Your goal
Give back exactly the stretch of data below from the line holding "Query: line of firefighter" through the line holding "Query: backpack", both ends included, and leave the remaining lines out.

Data under study
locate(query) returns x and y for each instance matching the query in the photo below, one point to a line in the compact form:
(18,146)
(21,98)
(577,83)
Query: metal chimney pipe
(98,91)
...
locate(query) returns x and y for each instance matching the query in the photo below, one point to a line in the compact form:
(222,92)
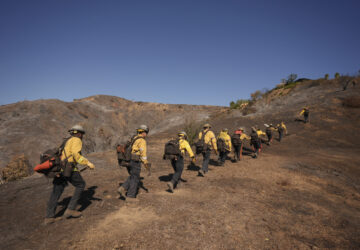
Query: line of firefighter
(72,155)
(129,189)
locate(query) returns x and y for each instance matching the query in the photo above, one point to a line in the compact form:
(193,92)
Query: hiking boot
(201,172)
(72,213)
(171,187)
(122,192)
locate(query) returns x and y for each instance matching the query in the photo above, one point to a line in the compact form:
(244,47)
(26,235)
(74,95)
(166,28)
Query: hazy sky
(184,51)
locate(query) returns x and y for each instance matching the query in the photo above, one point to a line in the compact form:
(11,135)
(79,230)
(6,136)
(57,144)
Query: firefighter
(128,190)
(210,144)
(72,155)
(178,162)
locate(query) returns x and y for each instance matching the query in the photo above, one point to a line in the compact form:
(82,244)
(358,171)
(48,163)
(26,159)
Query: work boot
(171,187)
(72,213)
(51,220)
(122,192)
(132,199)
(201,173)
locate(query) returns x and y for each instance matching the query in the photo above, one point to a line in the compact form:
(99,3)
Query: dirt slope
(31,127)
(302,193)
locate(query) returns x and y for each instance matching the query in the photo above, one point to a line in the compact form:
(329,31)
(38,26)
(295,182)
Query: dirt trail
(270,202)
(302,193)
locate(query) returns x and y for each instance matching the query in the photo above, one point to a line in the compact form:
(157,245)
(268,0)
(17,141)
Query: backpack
==
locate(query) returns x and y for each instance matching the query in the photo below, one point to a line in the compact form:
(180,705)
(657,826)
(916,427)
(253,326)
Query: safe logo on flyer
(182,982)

Solution to this problem
Query: line of firefighter
(72,155)
(129,189)
locate(query) returns x and y for each instance matching the query in the photo above, one point to a line in the compact form:
(193,92)
Query: hiking boot
(201,172)
(72,213)
(171,187)
(122,192)
locate(query) returns x and y for each instance matching the query in the photo above, one point to a line in the compact form:
(244,47)
(26,235)
(74,95)
(166,28)
Query: hazy sky
(184,51)
locate(query) returns x and y for each instance matching the query in the photo above, one point to a line in the compact form:
(11,135)
(79,230)
(6,136)
(57,144)
Query: firefighter
(128,190)
(210,144)
(72,155)
(178,162)
locate(query) returns x and y for each instance matching the query in the photo above, one point to a line in the compact form:
(82,244)
(358,171)
(48,163)
(26,159)
Query: work boot
(171,187)
(72,213)
(51,220)
(122,192)
(132,199)
(201,173)
locate(query) returns x and y for each instance matching the query in the photo above, one point to a line in the compact form:
(99,3)
Query: dirt slope
(31,127)
(302,193)
locate(query) returns x and y for each instance matching the query in the photo above, one point to a line in the compact form:
(329,31)
(38,26)
(295,182)
Query: dirt trail
(270,202)
(302,193)
locate(query) returns x and y for each instance matching the query in the photo above, one point to a line in the compact form:
(157,245)
(268,0)
(17,141)
Query: backpack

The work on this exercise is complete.